What to produce. The entries below are to be repeated exactly as they stand.

The records.
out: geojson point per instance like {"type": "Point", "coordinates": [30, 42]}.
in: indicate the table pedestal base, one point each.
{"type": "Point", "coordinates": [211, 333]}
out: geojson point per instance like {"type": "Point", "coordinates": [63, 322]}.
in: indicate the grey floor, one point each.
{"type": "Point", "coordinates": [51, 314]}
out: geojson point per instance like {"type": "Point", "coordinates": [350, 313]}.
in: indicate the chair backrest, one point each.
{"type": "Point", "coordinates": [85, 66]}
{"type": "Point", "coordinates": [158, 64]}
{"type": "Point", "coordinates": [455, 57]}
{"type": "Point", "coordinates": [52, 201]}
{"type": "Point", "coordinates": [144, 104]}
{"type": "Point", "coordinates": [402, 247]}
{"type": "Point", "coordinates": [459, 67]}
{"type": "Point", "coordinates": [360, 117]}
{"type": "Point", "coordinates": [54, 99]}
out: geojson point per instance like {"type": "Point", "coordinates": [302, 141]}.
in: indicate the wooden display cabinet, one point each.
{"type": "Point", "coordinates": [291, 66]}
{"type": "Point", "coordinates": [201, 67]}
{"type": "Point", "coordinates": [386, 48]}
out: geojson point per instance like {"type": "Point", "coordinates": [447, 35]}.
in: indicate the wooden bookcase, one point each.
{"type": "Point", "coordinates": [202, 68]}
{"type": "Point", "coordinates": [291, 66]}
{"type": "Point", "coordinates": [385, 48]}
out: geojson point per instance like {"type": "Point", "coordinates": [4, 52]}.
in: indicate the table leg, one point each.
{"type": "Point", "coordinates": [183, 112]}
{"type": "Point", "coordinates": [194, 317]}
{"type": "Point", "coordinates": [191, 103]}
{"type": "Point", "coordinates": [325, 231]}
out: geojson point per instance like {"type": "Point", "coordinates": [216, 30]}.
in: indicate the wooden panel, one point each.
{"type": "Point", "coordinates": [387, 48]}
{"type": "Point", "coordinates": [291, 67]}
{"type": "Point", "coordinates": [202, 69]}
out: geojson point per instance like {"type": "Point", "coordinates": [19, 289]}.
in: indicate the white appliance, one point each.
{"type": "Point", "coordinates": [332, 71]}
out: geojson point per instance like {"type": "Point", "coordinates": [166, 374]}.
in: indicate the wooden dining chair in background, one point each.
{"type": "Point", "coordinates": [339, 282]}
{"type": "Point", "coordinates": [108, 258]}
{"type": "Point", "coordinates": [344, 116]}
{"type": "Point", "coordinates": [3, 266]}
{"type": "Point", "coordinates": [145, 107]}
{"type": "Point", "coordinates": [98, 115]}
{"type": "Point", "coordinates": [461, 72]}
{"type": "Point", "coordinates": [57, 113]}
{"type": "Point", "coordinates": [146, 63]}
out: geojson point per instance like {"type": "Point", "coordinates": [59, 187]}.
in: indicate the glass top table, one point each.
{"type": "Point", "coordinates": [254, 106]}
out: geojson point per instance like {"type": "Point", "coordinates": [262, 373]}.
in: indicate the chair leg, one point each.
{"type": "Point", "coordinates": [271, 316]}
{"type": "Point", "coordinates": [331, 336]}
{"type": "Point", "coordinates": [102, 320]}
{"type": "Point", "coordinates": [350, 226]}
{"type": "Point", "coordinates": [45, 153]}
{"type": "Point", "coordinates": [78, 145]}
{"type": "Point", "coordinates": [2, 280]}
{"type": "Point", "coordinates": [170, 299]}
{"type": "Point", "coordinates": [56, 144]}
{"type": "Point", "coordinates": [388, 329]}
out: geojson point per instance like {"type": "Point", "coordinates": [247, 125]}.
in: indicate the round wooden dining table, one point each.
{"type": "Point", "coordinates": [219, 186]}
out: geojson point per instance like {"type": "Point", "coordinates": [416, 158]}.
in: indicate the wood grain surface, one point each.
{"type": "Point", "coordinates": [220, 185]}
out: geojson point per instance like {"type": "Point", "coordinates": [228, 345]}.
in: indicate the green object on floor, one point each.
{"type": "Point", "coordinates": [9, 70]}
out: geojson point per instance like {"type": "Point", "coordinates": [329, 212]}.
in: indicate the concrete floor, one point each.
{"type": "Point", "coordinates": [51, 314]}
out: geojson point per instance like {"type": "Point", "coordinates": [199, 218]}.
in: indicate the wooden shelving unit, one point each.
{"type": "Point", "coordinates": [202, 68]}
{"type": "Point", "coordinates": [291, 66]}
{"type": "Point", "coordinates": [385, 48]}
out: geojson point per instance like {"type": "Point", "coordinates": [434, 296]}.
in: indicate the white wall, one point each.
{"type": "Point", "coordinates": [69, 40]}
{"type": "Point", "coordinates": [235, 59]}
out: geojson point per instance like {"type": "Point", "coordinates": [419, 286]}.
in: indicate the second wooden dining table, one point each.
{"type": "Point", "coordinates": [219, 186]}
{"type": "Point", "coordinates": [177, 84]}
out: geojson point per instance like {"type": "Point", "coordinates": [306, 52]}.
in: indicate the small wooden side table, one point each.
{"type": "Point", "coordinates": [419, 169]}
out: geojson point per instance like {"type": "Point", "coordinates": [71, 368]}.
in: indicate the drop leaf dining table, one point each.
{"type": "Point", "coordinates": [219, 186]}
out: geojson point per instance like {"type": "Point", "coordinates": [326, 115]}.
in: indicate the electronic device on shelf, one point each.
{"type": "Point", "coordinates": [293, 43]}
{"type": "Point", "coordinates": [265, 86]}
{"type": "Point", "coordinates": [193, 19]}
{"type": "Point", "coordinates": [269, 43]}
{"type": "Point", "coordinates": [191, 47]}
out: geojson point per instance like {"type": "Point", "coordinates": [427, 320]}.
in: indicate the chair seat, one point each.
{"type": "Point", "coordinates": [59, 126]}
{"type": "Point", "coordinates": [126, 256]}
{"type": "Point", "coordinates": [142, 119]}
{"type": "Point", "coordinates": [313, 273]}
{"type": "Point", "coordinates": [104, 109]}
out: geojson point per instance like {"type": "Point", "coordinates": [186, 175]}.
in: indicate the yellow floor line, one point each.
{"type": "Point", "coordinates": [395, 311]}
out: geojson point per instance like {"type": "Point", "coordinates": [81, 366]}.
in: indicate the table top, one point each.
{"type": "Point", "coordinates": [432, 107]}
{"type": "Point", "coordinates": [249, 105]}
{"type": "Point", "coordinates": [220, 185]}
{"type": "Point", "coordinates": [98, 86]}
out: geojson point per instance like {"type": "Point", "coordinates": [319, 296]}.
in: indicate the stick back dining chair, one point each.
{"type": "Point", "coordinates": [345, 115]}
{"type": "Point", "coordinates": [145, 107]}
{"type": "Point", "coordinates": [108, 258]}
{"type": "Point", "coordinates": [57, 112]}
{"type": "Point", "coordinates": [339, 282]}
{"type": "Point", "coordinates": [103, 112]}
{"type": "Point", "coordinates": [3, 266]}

Answer section.
out: geojson point per instance like {"type": "Point", "coordinates": [30, 42]}.
in: indicate the table pedestal base, one point each.
{"type": "Point", "coordinates": [211, 333]}
out: geojson point per instance like {"type": "Point", "coordinates": [63, 322]}.
in: indicate the grey floor, one point each.
{"type": "Point", "coordinates": [51, 314]}
out: geojson point per instance like {"type": "Point", "coordinates": [350, 313]}.
in: indicate the chair backrest, one point each.
{"type": "Point", "coordinates": [85, 66]}
{"type": "Point", "coordinates": [158, 64]}
{"type": "Point", "coordinates": [455, 57]}
{"type": "Point", "coordinates": [52, 201]}
{"type": "Point", "coordinates": [144, 104]}
{"type": "Point", "coordinates": [402, 247]}
{"type": "Point", "coordinates": [459, 67]}
{"type": "Point", "coordinates": [360, 117]}
{"type": "Point", "coordinates": [54, 99]}
out: geojson point per instance like {"type": "Point", "coordinates": [302, 141]}.
in: indicate the wooden display cabinet, one point each.
{"type": "Point", "coordinates": [291, 66]}
{"type": "Point", "coordinates": [201, 67]}
{"type": "Point", "coordinates": [386, 48]}
out: geojson point per instance like {"type": "Point", "coordinates": [447, 35]}.
in: indicate the wooden bookcase, one point each.
{"type": "Point", "coordinates": [202, 68]}
{"type": "Point", "coordinates": [291, 66]}
{"type": "Point", "coordinates": [385, 48]}
out: geojson point per instance like {"type": "Point", "coordinates": [4, 52]}.
in: indicate the table leg, one point each.
{"type": "Point", "coordinates": [183, 112]}
{"type": "Point", "coordinates": [194, 317]}
{"type": "Point", "coordinates": [191, 103]}
{"type": "Point", "coordinates": [325, 231]}
out: geojson point per instance like {"type": "Point", "coordinates": [216, 30]}.
in: indicate the wooden panel, one point each.
{"type": "Point", "coordinates": [387, 48]}
{"type": "Point", "coordinates": [291, 67]}
{"type": "Point", "coordinates": [202, 69]}
out: geojson point per instance like {"type": "Point", "coordinates": [19, 289]}.
in: indicate the white appliance, one point each.
{"type": "Point", "coordinates": [332, 71]}
out: geojson point per instance like {"type": "Point", "coordinates": [166, 374]}.
in: indicate the wooden dining chair in background, one point each.
{"type": "Point", "coordinates": [339, 282]}
{"type": "Point", "coordinates": [108, 258]}
{"type": "Point", "coordinates": [344, 116]}
{"type": "Point", "coordinates": [3, 266]}
{"type": "Point", "coordinates": [145, 107]}
{"type": "Point", "coordinates": [98, 115]}
{"type": "Point", "coordinates": [461, 72]}
{"type": "Point", "coordinates": [57, 113]}
{"type": "Point", "coordinates": [146, 63]}
out: geojson point per instance like {"type": "Point", "coordinates": [59, 187]}.
in: indicate the glass top table, one point each.
{"type": "Point", "coordinates": [254, 106]}
out: geojson point per instance like {"type": "Point", "coordinates": [262, 373]}.
in: indicate the chair leg, one point each.
{"type": "Point", "coordinates": [271, 316]}
{"type": "Point", "coordinates": [331, 336]}
{"type": "Point", "coordinates": [102, 320]}
{"type": "Point", "coordinates": [350, 226]}
{"type": "Point", "coordinates": [45, 153]}
{"type": "Point", "coordinates": [78, 145]}
{"type": "Point", "coordinates": [2, 280]}
{"type": "Point", "coordinates": [170, 299]}
{"type": "Point", "coordinates": [56, 144]}
{"type": "Point", "coordinates": [388, 329]}
out: geojson point per instance like {"type": "Point", "coordinates": [247, 125]}.
in: indicate the round wooden dining table, one point each.
{"type": "Point", "coordinates": [219, 186]}
out: geojson point per instance like {"type": "Point", "coordinates": [416, 158]}.
in: indicate the wood grain surface, one point each.
{"type": "Point", "coordinates": [220, 185]}
out: geojson point per instance like {"type": "Point", "coordinates": [228, 345]}.
in: indicate the green object on floor, one point each.
{"type": "Point", "coordinates": [9, 70]}
out: geojson point per instance like {"type": "Point", "coordinates": [329, 212]}.
in: indicate the concrete floor, one point each.
{"type": "Point", "coordinates": [51, 314]}
out: geojson point per instance like {"type": "Point", "coordinates": [199, 218]}.
in: indicate the wooden shelving unit, one point each.
{"type": "Point", "coordinates": [202, 68]}
{"type": "Point", "coordinates": [291, 66]}
{"type": "Point", "coordinates": [385, 48]}
out: geojson point per instance like {"type": "Point", "coordinates": [434, 296]}.
in: indicate the white wall, one point each.
{"type": "Point", "coordinates": [69, 40]}
{"type": "Point", "coordinates": [235, 59]}
out: geojson point per instance like {"type": "Point", "coordinates": [419, 286]}.
in: indicate the second wooden dining table, one point each.
{"type": "Point", "coordinates": [219, 186]}
{"type": "Point", "coordinates": [177, 84]}
out: geojson point per instance like {"type": "Point", "coordinates": [306, 52]}.
in: indicate the small wooden side table, one point each.
{"type": "Point", "coordinates": [419, 169]}
out: geojson point per instance like {"type": "Point", "coordinates": [71, 368]}.
in: indicate the drop leaf dining table, one point each.
{"type": "Point", "coordinates": [219, 186]}
out: geojson point per instance like {"type": "Point", "coordinates": [326, 115]}.
in: indicate the electronic device on shelf, one point each.
{"type": "Point", "coordinates": [293, 43]}
{"type": "Point", "coordinates": [265, 86]}
{"type": "Point", "coordinates": [193, 19]}
{"type": "Point", "coordinates": [269, 43]}
{"type": "Point", "coordinates": [191, 47]}
out: geojson point per instance like {"type": "Point", "coordinates": [427, 320]}.
in: indicate the chair seat, one point each.
{"type": "Point", "coordinates": [59, 126]}
{"type": "Point", "coordinates": [126, 256]}
{"type": "Point", "coordinates": [142, 119]}
{"type": "Point", "coordinates": [313, 273]}
{"type": "Point", "coordinates": [104, 109]}
out: geojson point per instance like {"type": "Point", "coordinates": [186, 175]}.
in: indicate the yellow floor line, one point each.
{"type": "Point", "coordinates": [395, 311]}
out: geojson point per instance like {"type": "Point", "coordinates": [81, 366]}.
in: indicate the table top, one point each.
{"type": "Point", "coordinates": [432, 107]}
{"type": "Point", "coordinates": [249, 105]}
{"type": "Point", "coordinates": [220, 185]}
{"type": "Point", "coordinates": [98, 86]}
out: geojson point per instance like {"type": "Point", "coordinates": [319, 296]}.
in: indicate the stick back dining chair, one point each.
{"type": "Point", "coordinates": [345, 115]}
{"type": "Point", "coordinates": [145, 107]}
{"type": "Point", "coordinates": [108, 258]}
{"type": "Point", "coordinates": [57, 112]}
{"type": "Point", "coordinates": [339, 282]}
{"type": "Point", "coordinates": [103, 112]}
{"type": "Point", "coordinates": [3, 266]}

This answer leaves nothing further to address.